▸ TÂCHES DEMANDÉES
a – Répondez à ces questions d'après le texte d'étude :
(i) En quelles années le projet de loi a-t-il été discuté ?
(ii) Entre quels deux métiers la loi croit-elle pouvoir distinguer ?
(iii) Quel type de contrats veut-on encourager ?
b – Dans le texte d'étude, reprenez tout le passage allant de « Ma priorité à » jusqu'à « des véritables indépendants. », en remplaçant « contrats à durée déterminée » par « contrats à durée indéterminée ».
***** TEXTE D'ÉTUDE
Le problème de cette loi est quelle innovait complètement, qu'elle s'aventurait sur un nouveau terrain. Vous vous rappelez peut-être les réticences qu'il y a eues lors de la discussion du projet en 1998-99, aussi bien de l'extérieur que de l'intérieur du métier même. Il a néanmoins été politiquement très important que cette loi existe, elle a d'ailleurs seulement pu être adoptée in extremis avant la dissolution de la Chambre des députés. 

Nous constatons aujourd'hui qu'il y a confusion sur certains termes dans cette loi, notamment parce qu'elle croit pouvoir distinguer entre deux métiers différents, celui de l'artiste indépendant d'un côté et celui de l'intermittent du spectacle de l'autre. Or, parmi les intermittents on en trouve qui sont entièrement libres de s'exprimer comme ils l'entendent, d'autres cependant travaillent dans un lien de subordination. 

Ma priorité à moi est de lutter contre les faux indépendants, c'est-à-dire les gens qui travaillent comme des salariés, dans un lien de subordination, mais que les patrons n'engagent que comme indépendants. Nous voulons encourager les contrats à durée déterminée. Ceci dit, il y a parmi les intermittents du spectacle également des véritables indépendants.
**********
***** LIGNES RÉPERTORIÉES
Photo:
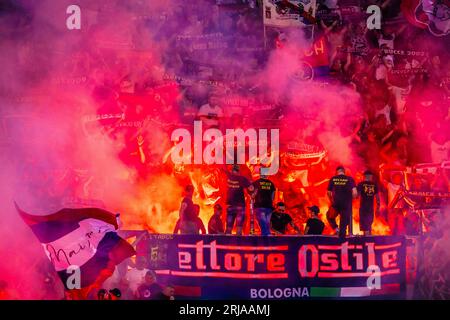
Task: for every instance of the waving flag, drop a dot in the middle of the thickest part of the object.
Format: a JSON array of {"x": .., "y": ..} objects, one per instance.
[{"x": 83, "y": 239}]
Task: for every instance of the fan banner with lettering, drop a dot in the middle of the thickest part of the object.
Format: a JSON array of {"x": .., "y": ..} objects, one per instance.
[{"x": 286, "y": 267}]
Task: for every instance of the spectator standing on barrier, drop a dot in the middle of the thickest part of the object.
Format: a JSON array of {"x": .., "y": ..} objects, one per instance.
[
  {"x": 186, "y": 219},
  {"x": 135, "y": 276},
  {"x": 263, "y": 202},
  {"x": 191, "y": 225},
  {"x": 279, "y": 220},
  {"x": 236, "y": 184},
  {"x": 314, "y": 226},
  {"x": 396, "y": 219},
  {"x": 215, "y": 224},
  {"x": 168, "y": 293},
  {"x": 341, "y": 191},
  {"x": 367, "y": 190},
  {"x": 150, "y": 288}
]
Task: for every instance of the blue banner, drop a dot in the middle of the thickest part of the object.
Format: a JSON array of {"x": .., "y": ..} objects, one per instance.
[{"x": 286, "y": 267}]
**********
▸ RÉPONSES
a –
(i) En 1998-99.
(ii) Entre le métier d'artiste indépendant et celui d'intermittent du spectacle.
(iii) Les contrats à durée déterminée.

b –
Ma priorité à moi est de lutter contre les faux indépendants, c'est-à-dire les gens qui travaillent comme des salariés, dans un lien de subordination, mais que les patrons n'engagent que comme indépendants. Nous voulons encourager les contrats à durée indéterminée. Ceci dit, il y a parmi les intermittents du spectacle également des véritables indépendants.